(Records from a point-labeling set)
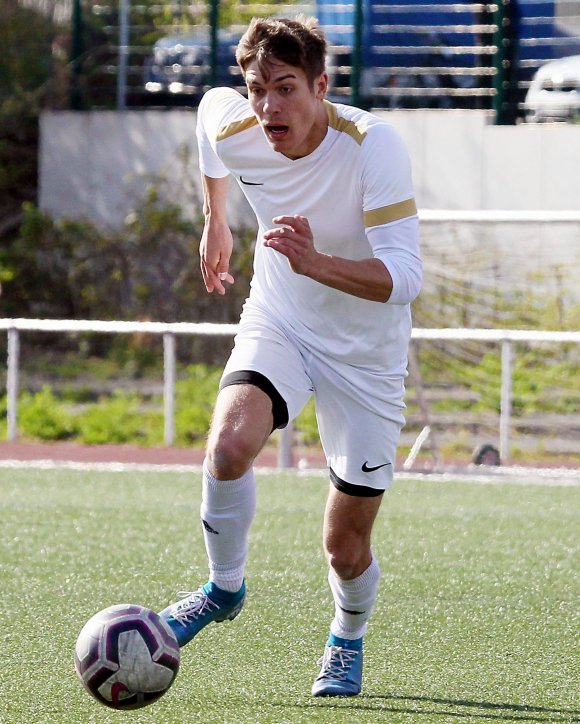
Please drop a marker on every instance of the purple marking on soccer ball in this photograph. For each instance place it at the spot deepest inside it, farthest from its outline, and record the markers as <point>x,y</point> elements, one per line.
<point>126,656</point>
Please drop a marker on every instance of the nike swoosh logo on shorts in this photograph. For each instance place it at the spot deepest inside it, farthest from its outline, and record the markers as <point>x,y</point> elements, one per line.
<point>249,183</point>
<point>352,613</point>
<point>366,469</point>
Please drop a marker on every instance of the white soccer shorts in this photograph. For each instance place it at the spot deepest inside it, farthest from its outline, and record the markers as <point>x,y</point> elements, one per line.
<point>359,411</point>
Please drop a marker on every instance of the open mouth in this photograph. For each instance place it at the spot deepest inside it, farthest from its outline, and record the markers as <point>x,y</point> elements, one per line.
<point>277,131</point>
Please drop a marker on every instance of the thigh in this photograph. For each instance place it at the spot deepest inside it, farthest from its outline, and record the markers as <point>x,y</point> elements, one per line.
<point>262,346</point>
<point>360,416</point>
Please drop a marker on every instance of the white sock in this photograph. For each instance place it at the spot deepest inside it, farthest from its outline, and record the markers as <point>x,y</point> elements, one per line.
<point>227,510</point>
<point>353,601</point>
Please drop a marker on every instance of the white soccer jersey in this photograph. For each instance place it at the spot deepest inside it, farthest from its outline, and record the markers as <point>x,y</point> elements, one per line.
<point>356,191</point>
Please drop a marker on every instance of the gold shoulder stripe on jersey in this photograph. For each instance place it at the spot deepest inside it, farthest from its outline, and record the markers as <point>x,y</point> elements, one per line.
<point>343,125</point>
<point>392,212</point>
<point>236,127</point>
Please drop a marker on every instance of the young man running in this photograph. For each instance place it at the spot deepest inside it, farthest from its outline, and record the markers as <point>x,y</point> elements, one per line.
<point>337,264</point>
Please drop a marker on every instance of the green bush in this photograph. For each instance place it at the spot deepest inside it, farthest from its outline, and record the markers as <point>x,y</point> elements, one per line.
<point>120,419</point>
<point>42,416</point>
<point>194,400</point>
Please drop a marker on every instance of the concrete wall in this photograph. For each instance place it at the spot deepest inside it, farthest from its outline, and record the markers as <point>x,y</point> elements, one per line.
<point>93,164</point>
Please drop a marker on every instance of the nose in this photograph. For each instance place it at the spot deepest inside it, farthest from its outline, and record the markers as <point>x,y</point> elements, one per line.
<point>271,103</point>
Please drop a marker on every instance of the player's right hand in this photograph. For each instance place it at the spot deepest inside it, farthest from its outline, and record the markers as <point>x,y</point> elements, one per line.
<point>215,250</point>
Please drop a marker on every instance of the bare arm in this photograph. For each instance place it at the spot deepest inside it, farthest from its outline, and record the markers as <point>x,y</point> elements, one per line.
<point>216,244</point>
<point>364,278</point>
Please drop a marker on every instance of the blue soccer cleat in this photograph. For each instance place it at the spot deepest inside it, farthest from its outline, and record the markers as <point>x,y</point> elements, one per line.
<point>341,672</point>
<point>198,608</point>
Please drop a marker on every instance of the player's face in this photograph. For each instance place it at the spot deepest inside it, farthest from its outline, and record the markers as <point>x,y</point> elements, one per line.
<point>290,109</point>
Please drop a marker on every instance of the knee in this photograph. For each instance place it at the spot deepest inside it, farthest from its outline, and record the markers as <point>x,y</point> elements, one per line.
<point>348,557</point>
<point>229,454</point>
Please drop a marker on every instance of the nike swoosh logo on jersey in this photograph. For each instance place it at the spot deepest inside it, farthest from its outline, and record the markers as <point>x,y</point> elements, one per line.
<point>249,183</point>
<point>366,469</point>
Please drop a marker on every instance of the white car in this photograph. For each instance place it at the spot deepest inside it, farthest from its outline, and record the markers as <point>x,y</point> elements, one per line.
<point>554,93</point>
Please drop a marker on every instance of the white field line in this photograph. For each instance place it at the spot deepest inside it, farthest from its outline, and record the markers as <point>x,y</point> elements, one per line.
<point>549,477</point>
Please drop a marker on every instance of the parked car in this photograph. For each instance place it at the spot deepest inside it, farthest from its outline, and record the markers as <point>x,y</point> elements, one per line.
<point>554,93</point>
<point>181,65</point>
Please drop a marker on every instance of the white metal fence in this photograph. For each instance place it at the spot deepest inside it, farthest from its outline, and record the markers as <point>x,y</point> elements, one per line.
<point>169,331</point>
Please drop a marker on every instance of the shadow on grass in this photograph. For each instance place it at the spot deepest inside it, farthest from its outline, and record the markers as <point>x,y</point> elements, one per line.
<point>462,708</point>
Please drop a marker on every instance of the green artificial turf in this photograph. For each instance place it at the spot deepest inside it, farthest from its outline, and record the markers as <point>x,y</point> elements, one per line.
<point>477,619</point>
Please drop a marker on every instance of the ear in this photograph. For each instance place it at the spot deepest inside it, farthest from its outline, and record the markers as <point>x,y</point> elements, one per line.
<point>321,86</point>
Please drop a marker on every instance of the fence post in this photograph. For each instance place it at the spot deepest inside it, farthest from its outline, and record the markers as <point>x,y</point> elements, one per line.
<point>123,55</point>
<point>12,383</point>
<point>169,387</point>
<point>506,399</point>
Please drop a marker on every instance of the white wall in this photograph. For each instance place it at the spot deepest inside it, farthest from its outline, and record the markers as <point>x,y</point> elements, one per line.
<point>93,163</point>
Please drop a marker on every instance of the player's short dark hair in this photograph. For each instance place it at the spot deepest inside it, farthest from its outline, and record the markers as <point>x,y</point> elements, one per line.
<point>298,42</point>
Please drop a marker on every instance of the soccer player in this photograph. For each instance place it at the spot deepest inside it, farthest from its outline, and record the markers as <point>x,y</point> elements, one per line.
<point>337,264</point>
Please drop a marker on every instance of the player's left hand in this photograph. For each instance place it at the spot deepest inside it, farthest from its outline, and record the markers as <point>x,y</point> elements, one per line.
<point>293,238</point>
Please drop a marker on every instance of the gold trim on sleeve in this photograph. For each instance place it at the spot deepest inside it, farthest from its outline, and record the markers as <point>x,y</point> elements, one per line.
<point>392,212</point>
<point>236,127</point>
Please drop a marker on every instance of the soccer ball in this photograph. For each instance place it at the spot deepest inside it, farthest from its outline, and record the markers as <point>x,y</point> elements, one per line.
<point>127,656</point>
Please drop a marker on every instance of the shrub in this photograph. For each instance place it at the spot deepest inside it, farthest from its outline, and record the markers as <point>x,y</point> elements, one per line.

▶ Short problem
Can you write out every line of the records above word for word, leaving out the pictures?

▶ Written answer
Please drop a marker on every instance of the purple marking on soccer ball in this photograph. For each instance place it at the spot deepest inside it, farthest from its outline, and record the markers as <point>x,y</point> elements, one per line.
<point>126,656</point>
Please drop a marker on every instance of the nike swoosh logo on shorts in this photograph. For each instance place it at the spot deepest inside it, farthest from its outline, and record the markers as <point>x,y</point> elements, one per line.
<point>249,183</point>
<point>352,613</point>
<point>366,469</point>
Please drop a marker on every instance of the white soccer shorts in this photograph. For each instance place it at the spot deepest inside it, farthest from its outline, and record the markers as <point>x,y</point> elements, one per line.
<point>359,411</point>
Please drop a marker on every instance of the open mouth in this photograph. For each instance place it at the spot deepest inside it, farthest from its outline, and record the markers as <point>x,y</point> elements, one per line.
<point>277,131</point>
Please drop a marker on every instance of the thigh in this photograph. For each instance place it at the spot deepest inside it, farthest from its outline, and record the markers as <point>x,y</point> elements, one per line.
<point>262,346</point>
<point>360,416</point>
Please drop a marker on every instance of the white sock in this photograph. For each instance place it at the spot deepest inside it, farthest from its outline, and record the markers as <point>x,y</point> elements, one per line.
<point>227,510</point>
<point>353,601</point>
Please drop a marker on every instance of the white soccer jersey in this photograph. For each instance place it at the spot deepest inside it, farthest from its outline, and record the markers as <point>x,y</point> elements, one per line.
<point>356,191</point>
Please drop a marker on every instance of the gold shoulder stripe on jersey in this photograph. For each instance place it at the spot deepest inside it, farthest from its outline, and record the markers as <point>x,y</point> elements, one per line.
<point>343,125</point>
<point>392,212</point>
<point>236,127</point>
Please drop a marker on every instance of the young man running in this photograph. For each instance place it at the spot deepest inside it, farthest from its outline, and record the markers as <point>x,y</point> elements, one per line.
<point>337,264</point>
Please drop a marker on every instance of the green bush in this photograph. For each instance place it at the spot deepest inside it, farthest from its outline, and record the markers as <point>x,y</point> elements, one per line.
<point>120,419</point>
<point>42,416</point>
<point>194,400</point>
Please drop a marker on every instance of the concrete wall in this photograph. For each instance place it at the spot deepest inside it, farthest from its outline, and record the markers as <point>x,y</point> elements, one per line.
<point>93,164</point>
Please drop a marker on every instance of the nose in this photograph. For each instance place it at the spot deepest inside it, farthest from its outline, and record the markers as <point>x,y</point> elements, one per line.
<point>271,103</point>
Please drop a marker on every instance of the player's right hand in this photograph. For each instance place it at the spot deepest inside it, farthest from its outline, and record the markers as <point>x,y</point> elements, one per line.
<point>215,250</point>
Please drop a marker on every instance of the bare arm in this photograph. For each instance place it at the spot deepest inside it, farthest from its outline, and record the markers as <point>x,y</point> elements, one per line.
<point>216,244</point>
<point>364,278</point>
Please drop a marker on every instance of the blue soccer cleat in this photograph. For each instance place it at the spot deepest inside it, farthest from its outline, and record the markers as <point>x,y</point> elements, one per line.
<point>341,672</point>
<point>198,608</point>
Please drop a marker on every instance of the player's face in this photograph. For each instance place it at the spot deepest inside it, farthest from its outline, and record the markers as <point>x,y</point> elements, one per line.
<point>290,109</point>
Please drop a marker on every instance of the knee in this photograph. For each instance place it at the spot deepest inside it, farthest from its outline, and record the markers as <point>x,y</point> elements, one per line.
<point>348,557</point>
<point>229,454</point>
Please drop a marker on every instance of the nike swoosh logo on jersey in this photograph. For each instance place it at the spot deepest inside it, farthest from its outline, and record the markers as <point>x,y</point> elements, one per line.
<point>249,183</point>
<point>366,469</point>
Please drop a marker on every instance of the white car in this photograph. For each instance place it at the spot deepest inside it, farthest from its outline, and record the markers as <point>x,y</point> elements, one per line.
<point>554,93</point>
Please drop a marker on every instance of the white field line in this photograph. For each instance place it at the spot deepest inside it, farthest from its outline, and record the markers as <point>x,y</point> elements, one per line.
<point>549,477</point>
Please drop a marker on every instance of the parked car in this photograph. For each instance place it at the spot deepest inside it, farthest from its outline, and record the markers as <point>x,y</point> elements, one per line.
<point>554,93</point>
<point>181,65</point>
Please drop a marker on every instance of the white metal fence in this photograph. For each instance place it at the spot deepest inside it, farthest from its outline, and record the markers as <point>x,y</point> elements, one per line.
<point>169,331</point>
Please drop a marker on every instance of the shadow on grass in this photograph. For each instance place it at the spot deepest inside it, farthest from its outline, and record the markers as <point>x,y</point> elements, one per line.
<point>462,708</point>
Please drop a marker on every instance of the green artificial turf in this photograph. For each instance place it at the spot deepest inside it, farthest from its outline, and record the markers as <point>x,y</point> elements, one per line.
<point>477,619</point>
Please drop a marker on every instance of the ear in this photograph. For each instance place it at the spot deepest inside it, farthest from its outline, and record the markers as <point>x,y</point> elements, one per line.
<point>321,86</point>
Please drop a marker on every instance of the fence post in this photograph. For each instance place it at the spot deepest inside it, farthest from its outline, and record the markers as <point>x,y</point> elements, one per line.
<point>123,55</point>
<point>12,383</point>
<point>169,387</point>
<point>506,399</point>
Please drop a marker on every instance of the white wall in this photograph. For each instance place it at the spot deepest inside it, farthest from its outline, and record the markers as <point>x,y</point> elements, one per line.
<point>93,163</point>
Please drop a marker on every instance of the player's short dark hair in this photograph. For each instance place it at the spot deepest inside it, farthest from its outline, and record the markers as <point>x,y</point> elements, one per line.
<point>298,42</point>
Please drop a marker on every instance of the soccer player in this photograph. For each instance place it at the spot deepest inside it, farthest from its outline, and record the markers as <point>x,y</point> elements, one per line.
<point>337,264</point>
Please drop a marker on every instance of the player's left hand in this photograph. For each instance place it at the spot deepest inside it, farthest from its outline, and record the markers as <point>x,y</point> elements, one per line.
<point>293,238</point>
Please drop a marker on every instance of the gold trim on sleeve in this photograph. For each instance place it at the spot deepest inside it, farthest from its outline, and record the markers as <point>x,y</point> elements, one per line.
<point>392,212</point>
<point>236,127</point>
Please drop a marker on every instance of the soccer ball in this photograph. For each instance place it at the spot deepest inside it, farthest from its outline, and record the markers as <point>x,y</point> elements, one per line.
<point>127,656</point>
Please drop a marker on every instance of the shrub in this photograph. For each instance place it at the spot deepest inside it, farthest from its outline, and record the markers as <point>x,y</point> elements, one per line.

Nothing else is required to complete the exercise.